▶ Textauszug:
>>>>>

Mythen und Module

Moorlandschaften haben ihren ganz eigenen Charme. © Colin.C.James under cc

Wir brauchen also neue Mythen und Module. Sie können Mythen auch Narrative oder Erzählungen nennen, es sollte darum gehen, dass wir ein gemeinsames Ziel haben, das unsere Bevölkerung verbindet, hinter dem wir stehen und worüber wir diskutieren können, wenigstens ein bisschen. Klima und Umwelt sind offenbar angekommen, dass dies mit Wohlstand kombiniert werden muss wird immer klarer. Wird es das Klima sein, oder gelingt eine Umwelt und Wohlstand Erzählung? Oder wird das Glück noch mit eingewoben? Es bietet sich an, da es sich offensichtlich ergänzt.

<<<<<

▶ Aufgabe a:
Schreib die Datenauszüge vom Anfang bis einschließlich der Zeile mit „rough mask: <svg“ neu und setze dabei „grobe Maske“ an die Stelle von „rough mask“. Alles andere bleibt gleich.

(Datenauszüge)
>>>>>

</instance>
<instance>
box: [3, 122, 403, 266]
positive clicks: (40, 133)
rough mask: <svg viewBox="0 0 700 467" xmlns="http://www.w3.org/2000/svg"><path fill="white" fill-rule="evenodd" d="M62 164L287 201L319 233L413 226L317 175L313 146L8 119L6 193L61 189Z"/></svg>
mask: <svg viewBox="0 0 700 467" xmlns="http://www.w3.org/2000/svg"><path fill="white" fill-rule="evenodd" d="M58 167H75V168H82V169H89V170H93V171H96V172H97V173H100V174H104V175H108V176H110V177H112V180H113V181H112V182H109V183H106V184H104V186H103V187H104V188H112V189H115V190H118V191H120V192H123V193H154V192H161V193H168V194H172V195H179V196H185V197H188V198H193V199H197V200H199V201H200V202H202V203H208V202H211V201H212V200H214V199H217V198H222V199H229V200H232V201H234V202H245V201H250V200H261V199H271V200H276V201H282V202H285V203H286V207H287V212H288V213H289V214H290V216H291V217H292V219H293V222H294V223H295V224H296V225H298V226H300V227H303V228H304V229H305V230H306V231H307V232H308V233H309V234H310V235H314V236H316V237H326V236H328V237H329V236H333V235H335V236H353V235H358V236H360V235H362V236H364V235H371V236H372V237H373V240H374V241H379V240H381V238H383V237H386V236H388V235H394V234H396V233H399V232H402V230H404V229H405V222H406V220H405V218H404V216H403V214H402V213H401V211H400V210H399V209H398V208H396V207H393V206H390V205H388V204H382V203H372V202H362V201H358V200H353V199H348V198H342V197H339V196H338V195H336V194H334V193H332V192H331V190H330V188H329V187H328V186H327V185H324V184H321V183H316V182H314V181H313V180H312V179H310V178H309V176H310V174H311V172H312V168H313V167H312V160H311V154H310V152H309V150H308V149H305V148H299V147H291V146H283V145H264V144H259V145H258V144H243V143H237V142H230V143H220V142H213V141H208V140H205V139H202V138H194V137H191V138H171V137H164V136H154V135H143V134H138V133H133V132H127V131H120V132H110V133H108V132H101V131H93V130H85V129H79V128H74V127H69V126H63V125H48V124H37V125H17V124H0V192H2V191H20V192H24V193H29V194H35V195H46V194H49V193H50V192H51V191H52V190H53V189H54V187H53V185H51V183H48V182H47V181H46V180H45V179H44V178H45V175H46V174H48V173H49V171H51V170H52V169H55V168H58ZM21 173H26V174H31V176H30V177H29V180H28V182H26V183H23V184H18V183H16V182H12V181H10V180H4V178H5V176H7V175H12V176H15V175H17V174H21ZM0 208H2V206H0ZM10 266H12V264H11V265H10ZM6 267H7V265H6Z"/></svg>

<<<<<

▶ Aufgabe b:
Warum bietet es sich laut dem Text über Mythen und Module an, das Glück mit einzuweben?

▶ Erwartete Ausgabe a:
</instance>
<instance>
box: [3, 122, 403, 266]
positive clicks: (40, 133)
grobe Maske: <svg viewBox="0 0 700 467" xmlns="http://www.w3.org/2000/svg"><path fill="white" fill-rule="evenodd" d="M62 164L287 201L319 233L413 226L317 175L313 146L8 119L6 193L61 189Z"/></svg>

▶ Erwartete Ausgabe b:
Es bietet sich an, weil es sich offensichtlich ergänzt.